+++ Data in this exercise
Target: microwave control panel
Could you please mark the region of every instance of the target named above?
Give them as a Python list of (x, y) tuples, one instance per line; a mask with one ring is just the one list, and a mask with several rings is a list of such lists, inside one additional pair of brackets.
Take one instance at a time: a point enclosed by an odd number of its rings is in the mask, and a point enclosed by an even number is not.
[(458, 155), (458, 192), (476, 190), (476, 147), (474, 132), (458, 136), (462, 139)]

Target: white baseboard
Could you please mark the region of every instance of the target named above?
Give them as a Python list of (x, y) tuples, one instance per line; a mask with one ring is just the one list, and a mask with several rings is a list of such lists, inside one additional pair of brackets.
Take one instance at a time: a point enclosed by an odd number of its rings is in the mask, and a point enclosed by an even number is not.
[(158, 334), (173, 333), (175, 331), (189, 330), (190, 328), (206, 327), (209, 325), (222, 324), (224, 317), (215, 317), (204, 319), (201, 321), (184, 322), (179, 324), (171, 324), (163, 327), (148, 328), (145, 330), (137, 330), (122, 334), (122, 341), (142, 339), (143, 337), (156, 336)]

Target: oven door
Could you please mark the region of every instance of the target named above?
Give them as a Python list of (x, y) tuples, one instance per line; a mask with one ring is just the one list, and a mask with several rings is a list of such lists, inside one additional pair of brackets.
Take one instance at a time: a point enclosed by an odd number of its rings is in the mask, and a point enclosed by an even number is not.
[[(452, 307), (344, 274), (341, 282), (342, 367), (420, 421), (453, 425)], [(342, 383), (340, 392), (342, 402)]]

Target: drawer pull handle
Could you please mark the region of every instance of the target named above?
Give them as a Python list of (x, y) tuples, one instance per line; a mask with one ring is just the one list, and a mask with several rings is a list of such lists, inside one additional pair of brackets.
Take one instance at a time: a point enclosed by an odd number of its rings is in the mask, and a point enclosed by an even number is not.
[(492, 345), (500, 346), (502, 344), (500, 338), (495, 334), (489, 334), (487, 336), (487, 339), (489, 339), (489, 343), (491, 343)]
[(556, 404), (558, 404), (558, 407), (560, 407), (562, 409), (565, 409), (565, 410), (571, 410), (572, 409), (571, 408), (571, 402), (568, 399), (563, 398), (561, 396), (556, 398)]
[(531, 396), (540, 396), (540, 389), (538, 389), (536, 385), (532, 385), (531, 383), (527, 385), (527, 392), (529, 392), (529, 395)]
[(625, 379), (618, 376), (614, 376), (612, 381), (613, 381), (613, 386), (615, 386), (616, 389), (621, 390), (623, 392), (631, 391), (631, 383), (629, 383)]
++++++
Required work
Please reproduce the entries above, from the very beginning through the line containing "337), (156, 336)]", with that line included.

Solved problem
Target: microwave control panel
Could you please mark the region of every instance of the target named above?
Give them as a Python list of (x, y) tuples, one instance per line; a mask with one ring is just the one list, and a mask with several rings is a list of such lists, inside one additional pair of brackets.
Take one instance at a time: a point enclosed by an odd number of its rings is in the mask, and a point enclosed by an even number is not.
[(458, 155), (458, 192), (476, 190), (476, 147), (474, 132), (458, 136), (462, 139)]

Target: white baseboard
Could you please mark the region of every instance of the target named above?
Give them as a Python list of (x, y) tuples, one instance per line; a mask with one ring is just the one list, and a mask with several rings is a list of such lists, inside one additional pair of brackets.
Take one instance at a time: a point enclosed by an odd number of its rings is in the mask, and a point enclosed by an even number is not.
[(158, 334), (173, 333), (175, 331), (189, 330), (190, 328), (206, 327), (209, 325), (222, 324), (224, 317), (215, 317), (204, 319), (201, 321), (184, 322), (179, 324), (171, 324), (163, 327), (148, 328), (145, 330), (137, 330), (122, 334), (122, 341), (142, 339), (143, 337), (156, 336)]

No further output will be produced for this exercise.